--- Article ---
Former wild rice range and foci of early archaeological rice (from Fuller 2012)
Archaeologists and botanists have long debated the origins of rice. For many archaeologists who focus on East Asia or Southeast Asia, it has long appeared that rice agriculture began in South-central China, somewhere along the Yangzte river, and spread from there southwards and to northeast towards Korea and Japan. However, archaeologists working in India have argued that their evidence suggests an origin of rice cultivation in the Ganges river valley, by peoples unconnected to those of the Yangzte.  [the map at right summarized rice origins as part of Fuller's 2012 paper in the journal rice]

For both regions there are current controversies about how early rice was cultivated, and how best to identify when rice was domesticated as opposed to being gathered wild. For example, recently in India rice grains and early pottery found at the site of Lahuradewa in Uttar Pradesh dating to ca. 6500 BC, have been suggested to indicate very early rice cultivation about 4000 years earlier than has often been assumed for this region. However, other scholars contend that these early rice finds may have been collected from wild stands and further evidence is needed to prove cultivation or domestication. Similarly, in Chinese archaeology it has been assumed that early rice finds of ca. 7000 BC were cultivated, but previous methods of sample analysis did not establish evidence either for cultivation behaviours or for the physical domestication traits in rice. For example most studies on early rice in China have been based on recovered archaeological grains, which may not be the most informative on whether or a not a plant is domesticated.

A recent reassessment suggests that rice grains, especially from Lower Yangzte show a progressive increase in size over time between 6000 BC and 3500 BC, and that this size increase suggests a domestication process. The same period sees increase in size of rice fan-shaped phytoliths (microscope silica that forms in the rice leaves) which might indicate the same process. If so, then earlier finds at 6000 BC or 7000 BC, of small rice grains may be from wild rather than domesticated rice. Others have rebutted, however, that such small grains are also found in much later periods in more northerly regions, like the Yellow River valley (at 3000-2500 BC) and Korea (after 1000 BC), which archaeologists accept as agricultural and therefore small rice grains could be domesticated.

--- Parts of the exercise ---
1. Restate word for word the stretch of the rice origins passage from "A recent reassessment" through "could be domesticated.".
2. In the rice origins passage, where do the fan-shaped phytoliths form?
The lines that come after this have no connection to the rice origins passage.

--- Data block ---
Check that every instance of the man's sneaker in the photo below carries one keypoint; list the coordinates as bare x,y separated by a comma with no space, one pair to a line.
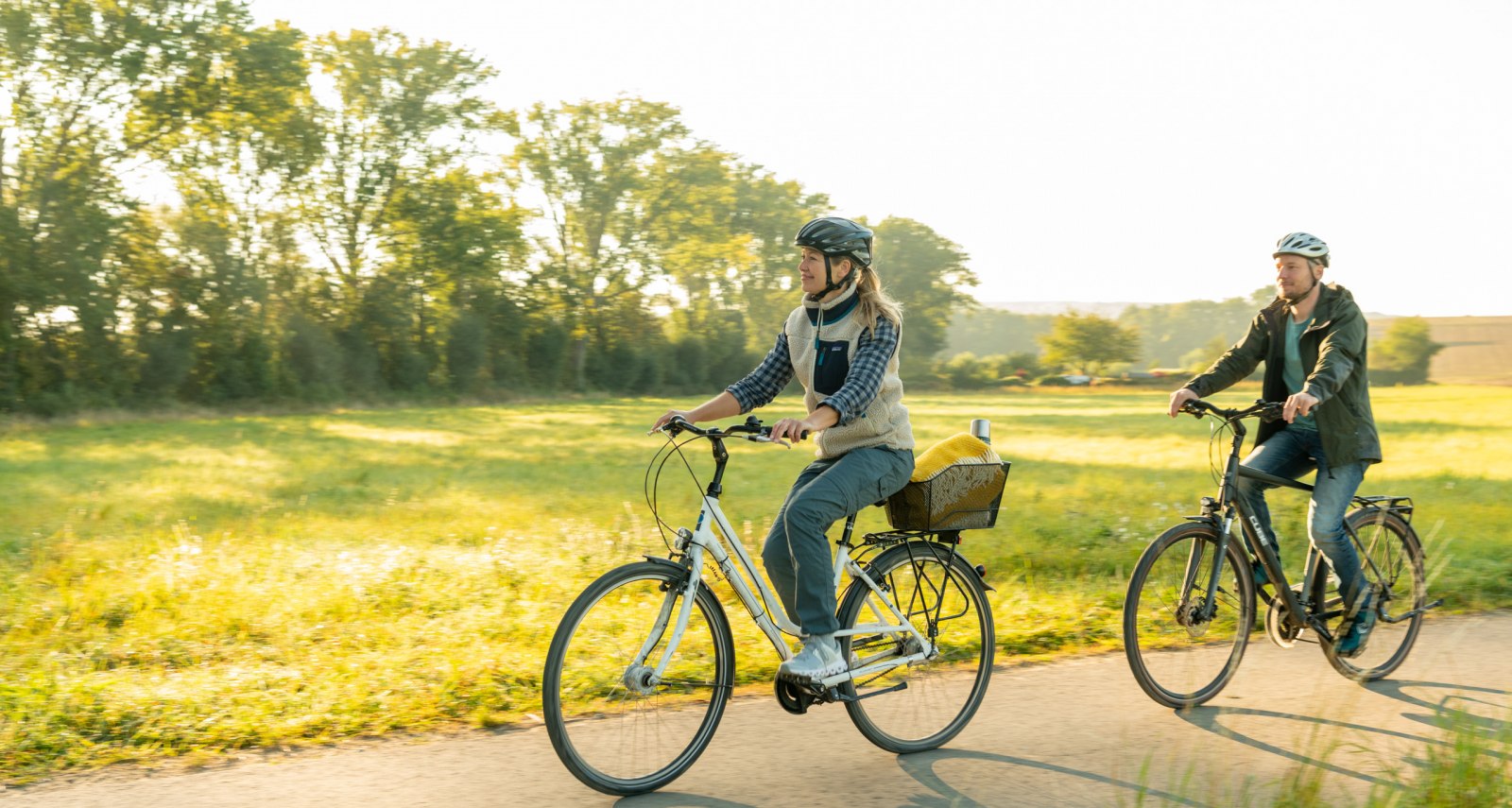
820,659
1353,641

--- Complete answers ---
1.
A recent reassessment suggests that rice grains, especially from Lower Yangzte show a progressive increase in size over time between 6000 BC and 3500 BC, and that this size increase suggests a domestication process. The same period sees increase in size of rice fan-shaped phytoliths (microscope silica that forms in the rice leaves) which might indicate the same process. If so, then earlier finds at 6000 BC or 7000 BC, of small rice grains may be from wild rather than domesticated rice. Others have rebutted, however, that such small grains are also found in much later periods in more northerly regions, like the Yellow River valley (at 3000-2500 BC) and Korea (after 1000 BC), which archaeologists accept as agricultural and therefore small rice grains could be domesticated.

2. In the rice leaves.